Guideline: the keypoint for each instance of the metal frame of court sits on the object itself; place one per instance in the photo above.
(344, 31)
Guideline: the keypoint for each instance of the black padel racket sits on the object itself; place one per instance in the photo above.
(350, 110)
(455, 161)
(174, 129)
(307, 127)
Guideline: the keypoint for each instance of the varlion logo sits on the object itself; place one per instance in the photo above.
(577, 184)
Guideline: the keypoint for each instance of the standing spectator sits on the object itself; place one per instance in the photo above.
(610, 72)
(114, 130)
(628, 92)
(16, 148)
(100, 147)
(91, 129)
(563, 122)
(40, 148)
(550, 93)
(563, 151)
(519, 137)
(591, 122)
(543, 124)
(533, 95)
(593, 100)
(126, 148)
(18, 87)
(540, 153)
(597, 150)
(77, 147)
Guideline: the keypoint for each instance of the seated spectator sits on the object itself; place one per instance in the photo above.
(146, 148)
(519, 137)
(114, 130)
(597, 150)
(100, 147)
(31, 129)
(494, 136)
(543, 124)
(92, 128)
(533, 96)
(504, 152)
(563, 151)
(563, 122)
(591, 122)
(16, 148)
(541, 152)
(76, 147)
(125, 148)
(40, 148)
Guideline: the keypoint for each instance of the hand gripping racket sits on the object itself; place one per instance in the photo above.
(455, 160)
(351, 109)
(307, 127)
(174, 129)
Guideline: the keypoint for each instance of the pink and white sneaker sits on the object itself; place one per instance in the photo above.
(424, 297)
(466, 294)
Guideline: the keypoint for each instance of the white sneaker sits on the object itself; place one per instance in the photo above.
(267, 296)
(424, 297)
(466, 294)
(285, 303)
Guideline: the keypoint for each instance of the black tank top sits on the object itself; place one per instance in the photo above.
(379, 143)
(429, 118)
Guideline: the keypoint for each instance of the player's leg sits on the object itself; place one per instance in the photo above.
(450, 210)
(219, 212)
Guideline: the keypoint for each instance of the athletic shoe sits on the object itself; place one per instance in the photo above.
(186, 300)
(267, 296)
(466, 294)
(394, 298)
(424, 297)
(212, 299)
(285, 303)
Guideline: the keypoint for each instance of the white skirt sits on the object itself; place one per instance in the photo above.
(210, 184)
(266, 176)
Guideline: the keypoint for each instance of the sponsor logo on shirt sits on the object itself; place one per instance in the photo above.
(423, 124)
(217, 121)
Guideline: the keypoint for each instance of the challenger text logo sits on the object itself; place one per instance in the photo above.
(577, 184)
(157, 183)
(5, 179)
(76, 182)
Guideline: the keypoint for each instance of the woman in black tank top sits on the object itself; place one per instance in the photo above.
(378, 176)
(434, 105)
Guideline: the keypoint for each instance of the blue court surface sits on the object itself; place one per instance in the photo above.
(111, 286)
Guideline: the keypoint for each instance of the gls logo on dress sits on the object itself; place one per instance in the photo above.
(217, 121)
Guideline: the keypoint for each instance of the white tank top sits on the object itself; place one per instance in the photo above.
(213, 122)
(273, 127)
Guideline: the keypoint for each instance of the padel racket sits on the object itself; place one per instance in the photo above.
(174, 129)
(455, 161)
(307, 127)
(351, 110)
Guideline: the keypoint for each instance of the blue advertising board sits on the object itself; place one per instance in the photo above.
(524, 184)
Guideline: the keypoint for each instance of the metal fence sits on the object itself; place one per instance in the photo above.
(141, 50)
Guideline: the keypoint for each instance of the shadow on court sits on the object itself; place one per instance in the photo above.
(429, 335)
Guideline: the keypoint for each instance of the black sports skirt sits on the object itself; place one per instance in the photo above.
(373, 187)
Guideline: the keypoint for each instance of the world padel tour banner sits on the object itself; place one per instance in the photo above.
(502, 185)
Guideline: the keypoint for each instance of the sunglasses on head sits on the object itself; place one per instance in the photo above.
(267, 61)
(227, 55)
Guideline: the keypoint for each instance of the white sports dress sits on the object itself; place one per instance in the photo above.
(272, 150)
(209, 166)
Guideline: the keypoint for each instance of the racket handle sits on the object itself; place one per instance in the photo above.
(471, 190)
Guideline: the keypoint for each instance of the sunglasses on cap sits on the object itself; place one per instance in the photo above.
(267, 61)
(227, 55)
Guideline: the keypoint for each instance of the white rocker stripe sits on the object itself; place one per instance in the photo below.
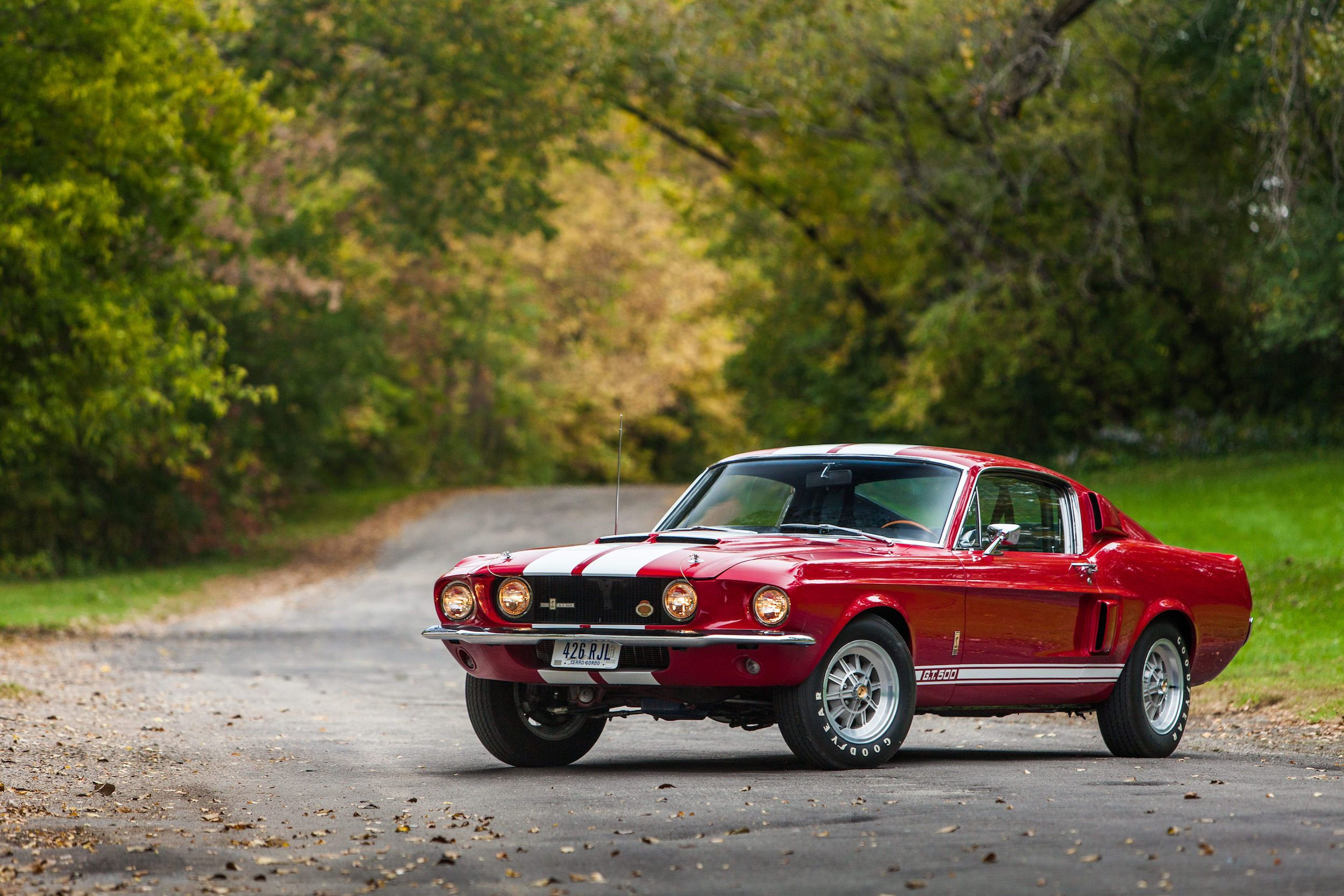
(630, 561)
(1017, 673)
(565, 677)
(562, 561)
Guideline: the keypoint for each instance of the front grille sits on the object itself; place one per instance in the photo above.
(632, 656)
(597, 599)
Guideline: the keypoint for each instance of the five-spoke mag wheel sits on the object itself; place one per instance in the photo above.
(855, 708)
(862, 691)
(1146, 715)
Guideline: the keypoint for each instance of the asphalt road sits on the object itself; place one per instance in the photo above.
(246, 723)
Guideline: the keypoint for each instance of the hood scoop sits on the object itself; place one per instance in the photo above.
(664, 537)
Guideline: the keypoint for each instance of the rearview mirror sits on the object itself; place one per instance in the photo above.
(1010, 532)
(830, 476)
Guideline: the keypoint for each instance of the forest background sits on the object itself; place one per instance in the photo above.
(259, 250)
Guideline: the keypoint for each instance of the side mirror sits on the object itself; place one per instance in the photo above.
(1009, 532)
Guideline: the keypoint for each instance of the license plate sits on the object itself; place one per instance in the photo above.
(585, 655)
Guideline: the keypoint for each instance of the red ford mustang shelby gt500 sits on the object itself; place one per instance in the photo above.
(837, 590)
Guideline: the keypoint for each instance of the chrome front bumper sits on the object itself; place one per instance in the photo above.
(625, 637)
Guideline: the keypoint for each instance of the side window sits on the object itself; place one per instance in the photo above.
(1036, 507)
(969, 534)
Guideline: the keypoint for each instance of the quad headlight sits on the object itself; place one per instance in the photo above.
(515, 598)
(457, 601)
(770, 606)
(679, 599)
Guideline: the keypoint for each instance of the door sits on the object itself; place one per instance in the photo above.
(1027, 605)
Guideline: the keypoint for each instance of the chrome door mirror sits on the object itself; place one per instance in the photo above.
(1009, 532)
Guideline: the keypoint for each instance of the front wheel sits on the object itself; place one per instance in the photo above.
(855, 708)
(519, 726)
(1146, 715)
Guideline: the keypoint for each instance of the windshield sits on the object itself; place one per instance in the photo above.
(893, 499)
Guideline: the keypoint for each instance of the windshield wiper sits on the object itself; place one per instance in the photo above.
(828, 529)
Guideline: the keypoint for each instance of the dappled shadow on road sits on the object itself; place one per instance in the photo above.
(926, 755)
(727, 765)
(600, 768)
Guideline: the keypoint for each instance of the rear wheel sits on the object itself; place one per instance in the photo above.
(518, 725)
(855, 708)
(1146, 715)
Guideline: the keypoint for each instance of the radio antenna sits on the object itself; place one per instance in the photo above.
(620, 445)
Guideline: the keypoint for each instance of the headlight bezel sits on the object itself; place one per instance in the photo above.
(695, 599)
(756, 612)
(499, 597)
(471, 599)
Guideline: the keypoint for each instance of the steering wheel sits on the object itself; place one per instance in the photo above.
(918, 526)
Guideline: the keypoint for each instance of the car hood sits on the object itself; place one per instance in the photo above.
(706, 558)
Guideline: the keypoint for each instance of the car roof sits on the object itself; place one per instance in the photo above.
(956, 457)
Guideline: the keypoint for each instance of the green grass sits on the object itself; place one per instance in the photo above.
(1284, 516)
(115, 596)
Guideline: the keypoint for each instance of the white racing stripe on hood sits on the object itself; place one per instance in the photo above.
(631, 561)
(562, 561)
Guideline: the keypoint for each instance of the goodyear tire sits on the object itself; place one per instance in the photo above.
(512, 723)
(855, 708)
(1146, 715)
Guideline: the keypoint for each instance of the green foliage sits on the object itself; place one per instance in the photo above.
(117, 120)
(112, 597)
(1284, 516)
(1009, 224)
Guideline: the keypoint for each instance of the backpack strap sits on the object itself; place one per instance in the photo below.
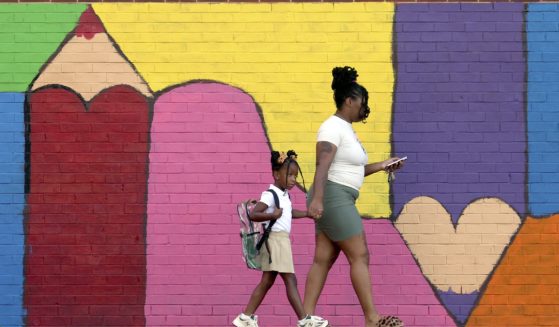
(268, 229)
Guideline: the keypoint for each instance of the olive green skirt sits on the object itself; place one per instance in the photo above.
(340, 219)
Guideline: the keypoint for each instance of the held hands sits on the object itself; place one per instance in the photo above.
(315, 209)
(277, 213)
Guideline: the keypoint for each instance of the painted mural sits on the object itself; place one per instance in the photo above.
(130, 132)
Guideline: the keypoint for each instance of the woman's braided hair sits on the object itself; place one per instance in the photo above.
(345, 86)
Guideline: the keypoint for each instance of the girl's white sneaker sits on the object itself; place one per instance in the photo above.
(243, 320)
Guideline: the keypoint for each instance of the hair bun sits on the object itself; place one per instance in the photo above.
(343, 77)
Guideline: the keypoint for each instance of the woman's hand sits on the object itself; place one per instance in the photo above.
(316, 208)
(386, 165)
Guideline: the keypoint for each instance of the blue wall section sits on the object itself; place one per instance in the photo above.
(542, 31)
(12, 200)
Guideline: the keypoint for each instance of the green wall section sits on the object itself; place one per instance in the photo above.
(29, 35)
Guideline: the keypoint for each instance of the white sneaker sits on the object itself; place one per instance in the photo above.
(243, 320)
(312, 321)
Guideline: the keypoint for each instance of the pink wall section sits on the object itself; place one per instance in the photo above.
(209, 151)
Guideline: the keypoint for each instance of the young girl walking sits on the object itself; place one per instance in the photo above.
(276, 257)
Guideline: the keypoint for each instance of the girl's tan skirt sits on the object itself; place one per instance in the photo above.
(282, 258)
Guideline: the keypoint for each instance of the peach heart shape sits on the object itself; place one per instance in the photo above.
(458, 259)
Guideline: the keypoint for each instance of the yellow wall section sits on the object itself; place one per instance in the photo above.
(281, 54)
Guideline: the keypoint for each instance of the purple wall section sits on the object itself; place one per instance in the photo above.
(459, 104)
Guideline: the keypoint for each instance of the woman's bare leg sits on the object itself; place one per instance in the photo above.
(325, 254)
(357, 253)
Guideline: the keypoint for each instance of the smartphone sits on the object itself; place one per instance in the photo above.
(397, 161)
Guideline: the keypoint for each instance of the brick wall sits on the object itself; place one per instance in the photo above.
(131, 131)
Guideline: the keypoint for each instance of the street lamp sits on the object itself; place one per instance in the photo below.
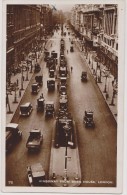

===============

Problem requirements:
Can you identify every line above that contains the word "hood" and copy each one? Case counts.

Final result:
Guideline: the keypoint for each instance of the hood scoop sits on the object itself; place one per instance in the photo above.
Guideline: the keypoint for each instance of the car hood sits on the object itself; place one per instance in the photo above.
Guideline: the keypoint for each instance of the white racing stripe on hood sits on the object itself; place one per instance in the photo above.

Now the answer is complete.